■ **Work to be completed**:
From the text on Lords of Conquest below, copy the passage starting with "The game is" and going on through "are left black.".
Start of Document passage
- Developer: Eon Software
- Publisher: Electronic Arts
- Producer: Don Daglow
- Programmers: Ted Schmeckpeper Trevor Western
- Platforms: Apple II, Atari 8-bit, Atari ST, Commodore 64, MS-DOS
- Release: 1986
- Genre: Strategy
- Modes: Single-player, multiplayer

= Lords of Conquest =

1986 video game

Lords of Conquest is a strategy video game published in 1986 by Electronic Arts. It is based on the 1982 board game Borderlands by Eon Productions and developed by Eon's software division. It was marketed with the slogan "Better than Risk!"

The game was programmed for the Apple II in Forth and assembly language by Ted Schmeckpeper and Trevor Western, in collaboration with the designers of the board game: Bill Eberle, Jack Kittredge, and Peter Olotka. It was released for the Apple II as well as ports to the Commodore 64, Atari 8-bit computers, Atari ST, and MS-DOS.

==Gameplay==

Atari ST screenshot

The game is a contest between two and seven players, of which any number may be human or computer players. Each player is given a specific color, which matches their territories. Computer players can be selected to be Aggressive, Defensive, or Passive in their style of play. The human player(s) then must select how random the odds of an attack are, the amount of resources in the game, and the amount of land vs. water. Additionally, the Victory Conditions are also chosen; of which is the building of three to eight cities. Territories are then selected one at a time amongst the players, until all are selected or a remainder is left that is at least one less than the number of players, which are left black.
End of Document passage
Start of The data
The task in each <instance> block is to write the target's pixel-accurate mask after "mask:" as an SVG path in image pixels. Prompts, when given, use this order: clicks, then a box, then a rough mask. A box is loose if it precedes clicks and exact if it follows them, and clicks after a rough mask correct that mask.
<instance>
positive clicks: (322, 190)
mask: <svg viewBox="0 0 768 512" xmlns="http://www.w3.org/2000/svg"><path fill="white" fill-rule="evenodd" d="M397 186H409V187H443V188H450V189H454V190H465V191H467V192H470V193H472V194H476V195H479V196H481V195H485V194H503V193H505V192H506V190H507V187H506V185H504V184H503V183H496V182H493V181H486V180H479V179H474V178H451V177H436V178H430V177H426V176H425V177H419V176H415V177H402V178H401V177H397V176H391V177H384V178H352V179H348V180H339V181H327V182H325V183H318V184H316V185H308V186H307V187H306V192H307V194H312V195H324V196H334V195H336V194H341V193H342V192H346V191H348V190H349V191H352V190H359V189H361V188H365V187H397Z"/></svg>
End of The data
■ **Your response**:
The game is a contest between two and seven players, of which any number may be human or computer players. Each player is given a specific color, which matches their territories. Computer players can be selected to be Aggressive, Defensive, or Passive in their style of play. The human player(s) then must select how random the odds of an attack are, the amount of resources in the game, and the amount of land vs. water. Additionally, the Victory Conditions are also chosen; of which is the building of three to eight cities. Territories are then selected one at a time amongst the players, until all are selected or a remainder is left that is at least one less than the number of players, which are left black.